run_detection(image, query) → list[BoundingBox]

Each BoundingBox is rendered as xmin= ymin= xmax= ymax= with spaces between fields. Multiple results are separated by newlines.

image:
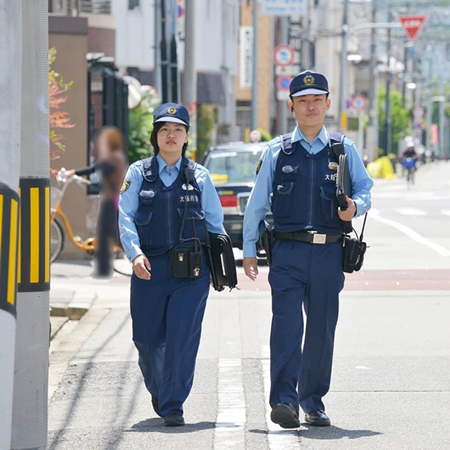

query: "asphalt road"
xmin=48 ymin=163 xmax=450 ymax=450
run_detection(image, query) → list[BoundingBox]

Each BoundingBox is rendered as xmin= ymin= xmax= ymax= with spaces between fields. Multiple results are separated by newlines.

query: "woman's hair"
xmin=150 ymin=122 xmax=189 ymax=156
xmin=94 ymin=126 xmax=124 ymax=152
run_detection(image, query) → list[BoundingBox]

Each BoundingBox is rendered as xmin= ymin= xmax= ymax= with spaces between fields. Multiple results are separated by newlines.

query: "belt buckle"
xmin=313 ymin=233 xmax=327 ymax=244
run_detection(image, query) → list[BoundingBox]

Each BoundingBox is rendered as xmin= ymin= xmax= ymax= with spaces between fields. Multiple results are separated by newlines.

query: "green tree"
xmin=128 ymin=106 xmax=153 ymax=164
xmin=48 ymin=47 xmax=75 ymax=160
xmin=378 ymin=88 xmax=412 ymax=154
xmin=128 ymin=86 xmax=161 ymax=164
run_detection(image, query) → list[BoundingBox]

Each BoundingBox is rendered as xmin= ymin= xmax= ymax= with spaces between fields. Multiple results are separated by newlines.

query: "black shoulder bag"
xmin=331 ymin=137 xmax=367 ymax=273
xmin=207 ymin=233 xmax=238 ymax=292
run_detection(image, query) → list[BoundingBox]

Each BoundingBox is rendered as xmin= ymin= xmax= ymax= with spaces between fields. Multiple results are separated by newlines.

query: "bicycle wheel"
xmin=50 ymin=219 xmax=64 ymax=264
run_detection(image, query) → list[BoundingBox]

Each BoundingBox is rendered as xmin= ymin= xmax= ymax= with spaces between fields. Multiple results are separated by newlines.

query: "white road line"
xmin=261 ymin=359 xmax=300 ymax=450
xmin=214 ymin=358 xmax=247 ymax=450
xmin=372 ymin=211 xmax=450 ymax=256
xmin=397 ymin=208 xmax=426 ymax=216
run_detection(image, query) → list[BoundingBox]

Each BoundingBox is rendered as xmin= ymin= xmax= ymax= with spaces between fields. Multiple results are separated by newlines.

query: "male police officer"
xmin=243 ymin=71 xmax=373 ymax=428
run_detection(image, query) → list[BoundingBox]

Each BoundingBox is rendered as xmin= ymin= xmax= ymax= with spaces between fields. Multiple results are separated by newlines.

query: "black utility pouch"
xmin=256 ymin=220 xmax=275 ymax=266
xmin=169 ymin=244 xmax=203 ymax=279
xmin=343 ymin=236 xmax=367 ymax=273
xmin=342 ymin=214 xmax=367 ymax=273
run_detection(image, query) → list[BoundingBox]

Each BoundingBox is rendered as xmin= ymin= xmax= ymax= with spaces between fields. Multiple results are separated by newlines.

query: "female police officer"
xmin=243 ymin=71 xmax=373 ymax=428
xmin=119 ymin=103 xmax=225 ymax=426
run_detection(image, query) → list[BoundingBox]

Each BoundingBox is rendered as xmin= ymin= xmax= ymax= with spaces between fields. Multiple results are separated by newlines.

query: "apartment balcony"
xmin=48 ymin=0 xmax=112 ymax=16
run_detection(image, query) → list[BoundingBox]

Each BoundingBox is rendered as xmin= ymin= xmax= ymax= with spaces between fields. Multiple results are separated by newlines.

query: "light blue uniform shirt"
xmin=244 ymin=126 xmax=373 ymax=258
xmin=119 ymin=154 xmax=225 ymax=261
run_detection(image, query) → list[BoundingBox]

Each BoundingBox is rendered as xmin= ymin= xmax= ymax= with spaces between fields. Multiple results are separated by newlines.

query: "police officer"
xmin=119 ymin=103 xmax=225 ymax=426
xmin=243 ymin=71 xmax=373 ymax=428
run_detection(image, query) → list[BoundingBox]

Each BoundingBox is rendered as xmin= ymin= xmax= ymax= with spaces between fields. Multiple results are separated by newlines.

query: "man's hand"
xmin=242 ymin=258 xmax=258 ymax=281
xmin=132 ymin=255 xmax=152 ymax=280
xmin=338 ymin=196 xmax=356 ymax=222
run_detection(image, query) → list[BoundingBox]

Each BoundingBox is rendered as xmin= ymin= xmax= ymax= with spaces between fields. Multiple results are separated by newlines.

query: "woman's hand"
————
◆ Consignes ◆
Recopiez mot pour mot toutes les lignes ci-dessus, en laissant de côté les images.

◆ Solution ◆
run_detection(image, query) → list[BoundingBox]

Each BoundingBox is rendered as xmin= ymin= xmax= ymax= with spaces between fields. Multiple results are separated by newlines.

image:

query: "asphalt road"
xmin=48 ymin=163 xmax=450 ymax=450
run_detection(image, query) → list[BoundingBox]

Each BoundingBox is rendered as xmin= ymin= xmax= ymax= with spaces between fields. Multiple results are separated by newlines.

query: "woman's hair"
xmin=150 ymin=122 xmax=189 ymax=156
xmin=94 ymin=126 xmax=124 ymax=152
run_detection(image, query) → list[BoundingBox]

Each BoundingBox is rendered as xmin= ymin= xmax= ymax= with spaces between fields. Multiple results are separated by newlines.

query: "belt buckle"
xmin=313 ymin=233 xmax=327 ymax=244
run_detection(image, query) → list[BoundingBox]

Each BoundingBox is rendered as xmin= ymin= xmax= ymax= with spaces between fields. Multiple results are separated by newlines.

query: "green tree"
xmin=128 ymin=106 xmax=153 ymax=164
xmin=48 ymin=47 xmax=75 ymax=160
xmin=378 ymin=88 xmax=412 ymax=154
xmin=128 ymin=86 xmax=161 ymax=164
run_detection(image, query) → list[BoundingBox]

Each BoundingBox is rendered as xmin= ymin= xmax= ymax= with spaces between fields. Multiple results are separated by newlines.

query: "black shoulder bag"
xmin=331 ymin=137 xmax=367 ymax=273
xmin=207 ymin=233 xmax=238 ymax=292
run_detection(image, query) → list[BoundingBox]

Each BoundingBox is rendered as xmin= ymin= xmax= ymax= with spaces between fields. Multiple results are separated by newlines.

query: "bicycle wheel"
xmin=50 ymin=219 xmax=64 ymax=264
run_detection(image, query) → list[BoundingBox]

Each BoundingBox is rendered as xmin= ymin= xmax= ymax= with spaces between fields. Multiple results are separated by newlines.

query: "white road line"
xmin=261 ymin=359 xmax=300 ymax=450
xmin=214 ymin=358 xmax=247 ymax=450
xmin=372 ymin=211 xmax=450 ymax=256
xmin=397 ymin=208 xmax=426 ymax=216
run_detection(image, query) → list[BoundingBox]

Each BoundingBox is rendered as xmin= ymin= xmax= ymax= with spaces between fields. Multiple results are separated by newlines.

query: "male police officer"
xmin=243 ymin=71 xmax=373 ymax=428
run_detection(image, query) → list[BoundingBox]

Each BoundingBox is rendered as xmin= ymin= xmax= ymax= with spaces between fields. Multiple results are separated by newlines.

query: "black utility pouch"
xmin=256 ymin=220 xmax=275 ymax=266
xmin=169 ymin=244 xmax=203 ymax=279
xmin=343 ymin=236 xmax=367 ymax=273
xmin=342 ymin=214 xmax=367 ymax=273
run_detection(image, query) → list[BoundingBox]

Each BoundingBox is rendered as xmin= ymin= xmax= ymax= with spaces between fields. Multiple results are separated by newlines.

query: "female police officer"
xmin=243 ymin=71 xmax=373 ymax=428
xmin=119 ymin=103 xmax=225 ymax=426
run_detection(image, query) → list[BoundingBox]

Each BoundingBox is rendered as xmin= ymin= xmax= ymax= with spaces between fields. Multiple results are separated by newlines.

query: "apartment balcony"
xmin=48 ymin=0 xmax=112 ymax=16
run_detection(image, query) → list[BoundingBox]

Each BoundingBox is rendered as xmin= ymin= xmax= ymax= with spaces between fields. Multiple results are separated by newlines.

query: "light blue uniform shirt"
xmin=244 ymin=126 xmax=373 ymax=258
xmin=119 ymin=154 xmax=225 ymax=261
run_detection(image, query) → list[BoundingBox]

Each BoundingBox is rendered as xmin= ymin= xmax= ymax= with spaces between fields. Multiple results are separated by newlines.

query: "police officer"
xmin=119 ymin=103 xmax=225 ymax=426
xmin=243 ymin=71 xmax=373 ymax=428
run_detection(image, query) → list[BoundingBox]

Each BoundingBox is rendered as xmin= ymin= xmax= ymax= with spaces between fields. Multiple results are separated by newlines.

query: "man's hand"
xmin=242 ymin=258 xmax=258 ymax=281
xmin=132 ymin=255 xmax=152 ymax=280
xmin=338 ymin=196 xmax=356 ymax=222
run_detection(image, query) → list[BoundingBox]

Each BoundingBox is rendered as xmin= ymin= xmax= ymax= with spaces between fields. Multiple results are separated by newlines.

query: "woman's hand"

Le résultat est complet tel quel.